**Task list:**
a – From the landslide article, echo the passage starting at "As authorities conduct" and ending at "(about €1,500) a day.".
b – Answer these from the landslide article:
(i) At what local time was Tian Zeming found?
(ii) Who ordered an investigation within hours of the mudslide?
(iii) How much money does Wang Yiwen say he is losing each day?

**Given text:**
+ + + + + + +

Man saved after three days spent buried alive after China's landslide

Waste mudslide covers buildings in China’s latest industrial disaster

Man saved after three days spent buried alive after China's landslide

A man was pulled out alive from rubble in a southern Chinese city yesterday, more than 60 hours after a waste heap collapsed and buried dozens of buildings in mud and construction debris, state media said.

Tian Zeming, who was found at 3.30am local time was in a coherent state, but his legs had been crushed in Sunday’s landslide at an industrial park in Shenzhen, a boomtown near Hong Kong.

“He told the soldiers who rescued him, ‘there is another survivor close by’,” state news agency Xinhua said, although it later reported rescuers had found another body rather than a survivor.

That took the confirmed death toll to two.

The government had said more than 70 people were missing, but that figure continues to be revised down.

Tian has had surgery and is in a stable condition in hospital, though he may lose a foot.

With growing worries about China’s industrial safety standards and lack of oversight, Premier Li Keqiang ordered an investigation within hours of the mudslide.

As authorities conduct rescue operations and investigate the disaster, work has sharply slowed in factories around the site.

Wang Yiwen, 49, who runs a factory near the dump, said he was losing 10,000 yuan (about €1,500) a day.

+ + + + + + +

**Data provided:**
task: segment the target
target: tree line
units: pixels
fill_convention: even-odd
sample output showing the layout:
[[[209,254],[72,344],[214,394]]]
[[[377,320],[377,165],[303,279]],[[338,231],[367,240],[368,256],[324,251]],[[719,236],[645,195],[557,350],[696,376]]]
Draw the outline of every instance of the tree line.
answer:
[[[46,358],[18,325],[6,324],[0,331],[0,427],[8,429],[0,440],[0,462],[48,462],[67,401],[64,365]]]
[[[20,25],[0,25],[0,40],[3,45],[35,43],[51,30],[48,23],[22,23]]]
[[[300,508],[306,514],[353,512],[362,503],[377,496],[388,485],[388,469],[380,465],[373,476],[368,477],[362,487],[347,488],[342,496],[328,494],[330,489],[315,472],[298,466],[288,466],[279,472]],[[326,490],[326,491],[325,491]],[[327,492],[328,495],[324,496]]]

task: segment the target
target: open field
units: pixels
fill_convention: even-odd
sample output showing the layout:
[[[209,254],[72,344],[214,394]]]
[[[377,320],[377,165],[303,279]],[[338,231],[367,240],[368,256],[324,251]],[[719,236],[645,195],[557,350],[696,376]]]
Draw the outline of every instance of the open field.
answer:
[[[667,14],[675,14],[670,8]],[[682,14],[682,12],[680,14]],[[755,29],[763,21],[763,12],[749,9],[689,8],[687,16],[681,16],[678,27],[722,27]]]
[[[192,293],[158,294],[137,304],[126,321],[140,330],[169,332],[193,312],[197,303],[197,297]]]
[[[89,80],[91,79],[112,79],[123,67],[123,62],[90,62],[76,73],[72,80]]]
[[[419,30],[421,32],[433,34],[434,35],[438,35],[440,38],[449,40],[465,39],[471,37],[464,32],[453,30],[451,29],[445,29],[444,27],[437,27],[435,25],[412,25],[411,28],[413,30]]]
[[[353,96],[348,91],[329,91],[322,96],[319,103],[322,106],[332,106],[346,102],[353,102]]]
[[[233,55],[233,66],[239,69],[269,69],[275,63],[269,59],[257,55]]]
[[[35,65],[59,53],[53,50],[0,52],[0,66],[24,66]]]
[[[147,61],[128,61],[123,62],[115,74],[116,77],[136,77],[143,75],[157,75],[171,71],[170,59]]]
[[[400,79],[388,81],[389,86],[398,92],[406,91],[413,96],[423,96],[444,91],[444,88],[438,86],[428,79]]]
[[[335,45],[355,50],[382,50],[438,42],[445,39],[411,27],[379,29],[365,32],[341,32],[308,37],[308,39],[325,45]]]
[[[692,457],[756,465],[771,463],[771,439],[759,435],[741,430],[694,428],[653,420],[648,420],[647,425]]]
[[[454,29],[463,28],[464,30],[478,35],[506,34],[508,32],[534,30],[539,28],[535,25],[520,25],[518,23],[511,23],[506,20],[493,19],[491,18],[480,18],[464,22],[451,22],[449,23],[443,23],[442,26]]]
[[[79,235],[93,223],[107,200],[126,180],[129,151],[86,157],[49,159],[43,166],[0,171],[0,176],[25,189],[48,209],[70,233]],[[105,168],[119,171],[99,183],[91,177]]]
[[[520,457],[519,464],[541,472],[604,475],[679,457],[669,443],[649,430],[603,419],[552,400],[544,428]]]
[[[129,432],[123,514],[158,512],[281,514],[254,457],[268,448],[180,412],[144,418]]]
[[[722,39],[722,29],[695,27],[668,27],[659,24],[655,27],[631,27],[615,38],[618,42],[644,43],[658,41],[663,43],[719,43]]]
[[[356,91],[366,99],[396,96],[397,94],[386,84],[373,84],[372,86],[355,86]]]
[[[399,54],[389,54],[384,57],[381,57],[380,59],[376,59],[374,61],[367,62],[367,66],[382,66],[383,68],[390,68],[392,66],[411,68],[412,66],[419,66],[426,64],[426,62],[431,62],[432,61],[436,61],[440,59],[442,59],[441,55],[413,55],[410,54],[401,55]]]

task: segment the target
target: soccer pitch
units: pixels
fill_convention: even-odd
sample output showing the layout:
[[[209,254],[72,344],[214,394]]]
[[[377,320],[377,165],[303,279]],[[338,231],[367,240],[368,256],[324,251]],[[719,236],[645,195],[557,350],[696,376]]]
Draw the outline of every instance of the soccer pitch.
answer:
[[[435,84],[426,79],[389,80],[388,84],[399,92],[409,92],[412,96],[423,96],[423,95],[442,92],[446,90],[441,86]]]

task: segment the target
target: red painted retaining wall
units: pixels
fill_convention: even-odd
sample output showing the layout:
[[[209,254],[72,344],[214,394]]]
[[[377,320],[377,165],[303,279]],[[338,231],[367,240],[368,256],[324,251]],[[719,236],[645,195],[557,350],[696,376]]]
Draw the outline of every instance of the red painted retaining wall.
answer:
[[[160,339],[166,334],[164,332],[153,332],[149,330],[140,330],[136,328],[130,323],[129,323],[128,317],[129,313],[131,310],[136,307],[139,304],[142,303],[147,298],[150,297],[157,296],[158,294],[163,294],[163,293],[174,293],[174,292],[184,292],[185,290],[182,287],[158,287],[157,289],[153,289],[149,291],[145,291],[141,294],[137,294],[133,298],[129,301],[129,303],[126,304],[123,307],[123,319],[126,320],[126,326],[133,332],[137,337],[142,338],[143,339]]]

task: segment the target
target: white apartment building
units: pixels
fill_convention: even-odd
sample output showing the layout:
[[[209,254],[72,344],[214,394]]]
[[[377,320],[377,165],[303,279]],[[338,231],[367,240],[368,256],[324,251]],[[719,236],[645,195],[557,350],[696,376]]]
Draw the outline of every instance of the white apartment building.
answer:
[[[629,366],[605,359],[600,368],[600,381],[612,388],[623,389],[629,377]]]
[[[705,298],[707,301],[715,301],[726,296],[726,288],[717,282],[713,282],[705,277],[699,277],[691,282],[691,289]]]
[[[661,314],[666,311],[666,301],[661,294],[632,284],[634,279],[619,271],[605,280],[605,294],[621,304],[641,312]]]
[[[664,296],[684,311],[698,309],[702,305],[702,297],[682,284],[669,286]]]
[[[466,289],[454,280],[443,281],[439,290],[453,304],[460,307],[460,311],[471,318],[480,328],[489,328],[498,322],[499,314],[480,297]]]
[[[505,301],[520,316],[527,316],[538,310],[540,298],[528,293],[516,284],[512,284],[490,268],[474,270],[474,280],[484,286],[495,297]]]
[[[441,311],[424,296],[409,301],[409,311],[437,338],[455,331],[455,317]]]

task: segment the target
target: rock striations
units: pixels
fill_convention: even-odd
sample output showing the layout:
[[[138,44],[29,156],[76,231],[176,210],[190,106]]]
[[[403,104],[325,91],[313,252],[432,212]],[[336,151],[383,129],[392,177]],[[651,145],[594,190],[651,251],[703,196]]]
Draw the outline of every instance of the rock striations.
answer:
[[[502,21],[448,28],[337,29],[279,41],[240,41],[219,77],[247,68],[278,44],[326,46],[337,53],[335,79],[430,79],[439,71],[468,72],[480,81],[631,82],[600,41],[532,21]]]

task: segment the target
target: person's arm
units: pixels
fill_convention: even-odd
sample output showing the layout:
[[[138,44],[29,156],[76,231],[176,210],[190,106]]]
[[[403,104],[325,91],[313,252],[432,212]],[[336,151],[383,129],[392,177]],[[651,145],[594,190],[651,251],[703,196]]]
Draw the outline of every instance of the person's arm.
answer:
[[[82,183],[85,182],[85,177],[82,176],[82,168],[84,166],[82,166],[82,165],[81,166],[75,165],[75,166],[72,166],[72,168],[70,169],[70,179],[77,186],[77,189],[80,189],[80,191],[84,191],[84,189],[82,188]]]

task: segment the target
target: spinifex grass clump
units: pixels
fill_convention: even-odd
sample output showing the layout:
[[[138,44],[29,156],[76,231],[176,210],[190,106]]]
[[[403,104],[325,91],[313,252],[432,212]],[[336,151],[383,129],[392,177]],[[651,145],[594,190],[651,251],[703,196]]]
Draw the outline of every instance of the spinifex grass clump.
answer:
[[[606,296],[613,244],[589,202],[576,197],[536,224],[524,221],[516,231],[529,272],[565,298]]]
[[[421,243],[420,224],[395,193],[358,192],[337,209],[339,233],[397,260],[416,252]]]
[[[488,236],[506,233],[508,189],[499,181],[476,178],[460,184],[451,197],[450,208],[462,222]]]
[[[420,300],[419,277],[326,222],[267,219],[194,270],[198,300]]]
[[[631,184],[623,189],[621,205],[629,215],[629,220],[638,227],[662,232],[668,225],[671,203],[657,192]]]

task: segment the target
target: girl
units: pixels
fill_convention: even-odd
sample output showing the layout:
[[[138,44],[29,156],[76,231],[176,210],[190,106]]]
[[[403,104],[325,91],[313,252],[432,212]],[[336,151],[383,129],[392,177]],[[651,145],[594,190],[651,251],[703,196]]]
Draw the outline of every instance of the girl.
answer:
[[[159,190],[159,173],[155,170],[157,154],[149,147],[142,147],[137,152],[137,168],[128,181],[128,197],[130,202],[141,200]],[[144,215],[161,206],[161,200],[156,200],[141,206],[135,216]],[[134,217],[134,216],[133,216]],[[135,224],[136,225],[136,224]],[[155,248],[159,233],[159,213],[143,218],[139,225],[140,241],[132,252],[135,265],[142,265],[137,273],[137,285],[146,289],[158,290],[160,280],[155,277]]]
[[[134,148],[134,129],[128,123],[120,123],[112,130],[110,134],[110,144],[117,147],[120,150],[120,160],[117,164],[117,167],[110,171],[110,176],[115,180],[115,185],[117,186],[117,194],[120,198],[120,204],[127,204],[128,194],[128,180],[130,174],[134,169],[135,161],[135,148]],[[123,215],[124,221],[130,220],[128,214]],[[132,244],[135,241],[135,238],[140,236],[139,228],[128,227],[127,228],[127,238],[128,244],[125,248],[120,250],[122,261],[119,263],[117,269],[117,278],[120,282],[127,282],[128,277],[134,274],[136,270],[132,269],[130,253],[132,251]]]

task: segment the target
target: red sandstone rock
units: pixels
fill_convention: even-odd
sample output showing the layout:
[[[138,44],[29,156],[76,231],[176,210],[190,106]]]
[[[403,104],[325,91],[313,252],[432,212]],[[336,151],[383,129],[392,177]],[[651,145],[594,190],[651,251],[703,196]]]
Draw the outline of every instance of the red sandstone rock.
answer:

+ + + + + + +

**Written responses:**
a –
As authorities conduct rescue operations and investigate the disaster, work has sharply slowed in factories around the site.

Wang Yiwen, 49, who runs a factory near the dump, said he was losing 10,000 yuan (about €1,500) a day.

b –
(i) 3.30am
(ii) Premier Li Keqiang
(iii) 10,000 yuan (about €1,500)